### Fragmento
----------

El cine contribuyó a mi aprendizaje inicial sobre moda. Los artilugios de Louise Brooks en Diario de una perdida (Georg Wilhelm Pabst, 1929), los modismos de Audrey Hepburn en Sabrina (Billy Wilder, 1954), La princesa que quería vivir (William Wyler, 1953) –también conocida como Vacaciones en Roma–, Muñequita de lujo (Breakfast at Tiffany’s, Blake Edwards, 1961) y Amor en la tarde (Wilder, 1957), las extravagancias de Anna May Wong, pasando por los ciclos revisionistas de la Sala Lugones del Teatro San Martín, y también un cineclub hogareño que en los inicios de 1990 compartí con el crítico de cine Diego Curubeto. Cada tertulia que allí se celebraba apuntaba a contemplar los últimos hallazgos que proclamaba el tándem de amigos cinéfilos conformado por los coleccionistas Fabio Manes y Fernando Martín Peña. Los recuerdo acarreando unos pequeños baúles de cuero marrón que se sujetaban con lazos. Los films se proyectaban en una de las paredes del living y el proyector de 16 mm podía permanecer sobre una mesa de trabajo, con las latas apiladas sobre el piso de modo tal que el conjunto componía una caótica torre durante varios días posteriores a cada función.

Con el transcurso de los años y gracias a la labor de cronista y crítica de modas, surgió el impulso de indagar en la estética del cine argentino y en la construcción de los vestuarios.

Prueba de vestuario concluye una serie iniciada en el año 2010 con los ensayos reunidos en Prêt-à-Rocker. Moda y rock en la Argentina y continuada en 2014 con Letras hilvanadas, referido a las representaciones de la vestimenta en los personajes de la literatura argentina. Así, se traza una hoja de ruta donde la vestimenta interactúa con el rock, la literatura argentina y el cine. Además de poner en evidencia las relaciones entre la moda contemporánea, las citas de los estilos foráneos y la exaltación de estilos criollos, da cuenta de los oficios relacionados con la cinematografía. Durante el proceso descubrí la magnificencia de los films de Manuel Romero, comprendí el legado estético de la Rubia Mireya y el charme arrabalero de Tita Merello, el porte y la fotogenia de Zully Moreno y el desparpajo indumentario de Niní Marshall, celebré el fashionismo de Paulina Singerman y el dandismo de los villanos del cine de los años cuarenta. Además, ahondé en la relación con la moda de la actriz Graciela Borges y en el protocolo de ropas despojadas de estampas que el director Martín Rejtman destina a vestir a los protagonistas de sus films.

----------

[Ítems de una fuente de datos]

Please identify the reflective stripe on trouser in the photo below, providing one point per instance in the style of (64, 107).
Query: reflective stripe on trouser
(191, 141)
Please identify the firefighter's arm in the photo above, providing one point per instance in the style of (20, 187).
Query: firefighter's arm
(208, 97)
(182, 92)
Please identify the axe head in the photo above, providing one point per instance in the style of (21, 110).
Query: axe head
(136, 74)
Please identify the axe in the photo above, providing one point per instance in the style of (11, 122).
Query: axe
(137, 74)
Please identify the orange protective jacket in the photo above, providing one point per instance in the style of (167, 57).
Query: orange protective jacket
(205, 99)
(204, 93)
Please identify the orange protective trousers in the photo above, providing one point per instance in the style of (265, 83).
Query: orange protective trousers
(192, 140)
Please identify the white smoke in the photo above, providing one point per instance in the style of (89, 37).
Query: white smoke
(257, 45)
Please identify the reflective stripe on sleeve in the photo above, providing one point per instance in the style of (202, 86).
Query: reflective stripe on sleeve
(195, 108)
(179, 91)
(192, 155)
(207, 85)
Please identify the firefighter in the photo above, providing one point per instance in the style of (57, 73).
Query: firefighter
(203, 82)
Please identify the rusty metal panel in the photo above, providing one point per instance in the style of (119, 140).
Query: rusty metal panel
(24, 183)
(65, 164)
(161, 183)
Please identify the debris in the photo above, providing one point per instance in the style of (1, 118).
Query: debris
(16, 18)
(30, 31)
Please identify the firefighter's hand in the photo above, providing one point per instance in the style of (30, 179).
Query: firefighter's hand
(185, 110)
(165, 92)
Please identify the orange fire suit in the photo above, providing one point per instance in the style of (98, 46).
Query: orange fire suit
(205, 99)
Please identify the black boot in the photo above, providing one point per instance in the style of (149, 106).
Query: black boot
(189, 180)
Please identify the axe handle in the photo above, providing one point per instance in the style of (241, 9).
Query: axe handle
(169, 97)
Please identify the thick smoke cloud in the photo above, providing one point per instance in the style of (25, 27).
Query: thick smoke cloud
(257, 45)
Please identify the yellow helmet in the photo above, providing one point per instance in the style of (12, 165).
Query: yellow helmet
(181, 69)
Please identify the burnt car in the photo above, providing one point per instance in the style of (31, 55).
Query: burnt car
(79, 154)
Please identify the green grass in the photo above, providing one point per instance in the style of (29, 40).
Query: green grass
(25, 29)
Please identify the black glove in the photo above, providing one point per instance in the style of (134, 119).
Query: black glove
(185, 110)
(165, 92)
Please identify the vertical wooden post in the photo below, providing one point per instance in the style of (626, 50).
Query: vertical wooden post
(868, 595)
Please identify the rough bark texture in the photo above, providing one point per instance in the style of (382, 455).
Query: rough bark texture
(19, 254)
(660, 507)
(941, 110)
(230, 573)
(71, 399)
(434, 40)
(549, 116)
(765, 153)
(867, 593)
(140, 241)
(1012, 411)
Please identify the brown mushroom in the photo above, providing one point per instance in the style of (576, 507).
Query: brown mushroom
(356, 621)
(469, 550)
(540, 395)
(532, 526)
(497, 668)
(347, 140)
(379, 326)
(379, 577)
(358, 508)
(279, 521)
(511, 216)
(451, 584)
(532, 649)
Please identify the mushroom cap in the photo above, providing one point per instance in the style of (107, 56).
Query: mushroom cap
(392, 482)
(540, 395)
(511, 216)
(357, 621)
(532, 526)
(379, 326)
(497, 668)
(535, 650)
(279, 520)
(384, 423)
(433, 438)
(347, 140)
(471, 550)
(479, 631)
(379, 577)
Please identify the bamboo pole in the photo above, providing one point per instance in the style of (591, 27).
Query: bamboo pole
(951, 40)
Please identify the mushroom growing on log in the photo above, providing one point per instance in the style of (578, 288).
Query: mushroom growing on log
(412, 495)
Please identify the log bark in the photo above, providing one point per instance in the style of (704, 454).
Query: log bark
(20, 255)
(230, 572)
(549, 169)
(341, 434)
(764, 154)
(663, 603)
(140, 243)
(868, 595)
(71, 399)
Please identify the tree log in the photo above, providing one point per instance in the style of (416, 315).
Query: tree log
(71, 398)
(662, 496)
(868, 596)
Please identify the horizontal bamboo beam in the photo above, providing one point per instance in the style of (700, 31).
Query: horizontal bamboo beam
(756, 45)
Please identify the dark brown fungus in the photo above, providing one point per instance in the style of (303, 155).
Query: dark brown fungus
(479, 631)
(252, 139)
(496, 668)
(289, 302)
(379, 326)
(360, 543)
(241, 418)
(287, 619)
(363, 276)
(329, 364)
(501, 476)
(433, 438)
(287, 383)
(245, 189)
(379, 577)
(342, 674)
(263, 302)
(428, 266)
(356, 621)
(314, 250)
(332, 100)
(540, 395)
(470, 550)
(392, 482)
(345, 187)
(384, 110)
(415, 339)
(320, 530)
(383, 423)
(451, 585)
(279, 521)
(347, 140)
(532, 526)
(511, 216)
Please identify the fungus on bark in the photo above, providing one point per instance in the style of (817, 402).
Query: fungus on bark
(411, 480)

----------

### Ejercicios propuestos
**a)** Nombra a todos los directores que el fragmento pone entre paréntesis junto a los títulos de películas.
**b)** Según el fragmento, ¿en qué año empezó la serie que cierra Prueba de vestuario?
**c)** Reproduce del fragmento el tramo que va desde "Con el transcurso" hasta "de los vestuarios.".
Los ítems no hacen falta para nada de esto.

### Respuestas dadas
**a)** Georg Wilhelm Pabst, Billy Wilder, William Wyler y Blake Edwards.

**b)** En 2010.

**c)**
Con el transcurso de los años y gracias a la labor de cronista y crítica de modas, surgió el impulso de indagar en la estética del cine argentino y en la construcción de los vestuarios.